== Entries provided ==

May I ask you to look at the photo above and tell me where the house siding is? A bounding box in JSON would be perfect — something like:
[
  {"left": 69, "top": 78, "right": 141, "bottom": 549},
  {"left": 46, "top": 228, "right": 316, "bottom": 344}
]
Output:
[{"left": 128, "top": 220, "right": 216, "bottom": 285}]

===

§ **Instructions for the task**
Every entry is to be returned exactly, with nothing dropped.

§ **Written response**
May I ask you to look at the photo above and tell me where the house siding is? A bounding box in JSON would be perfect — something like:
[
  {"left": 69, "top": 78, "right": 141, "bottom": 549},
  {"left": 46, "top": 228, "right": 316, "bottom": 344}
]
Output:
[{"left": 128, "top": 220, "right": 216, "bottom": 285}]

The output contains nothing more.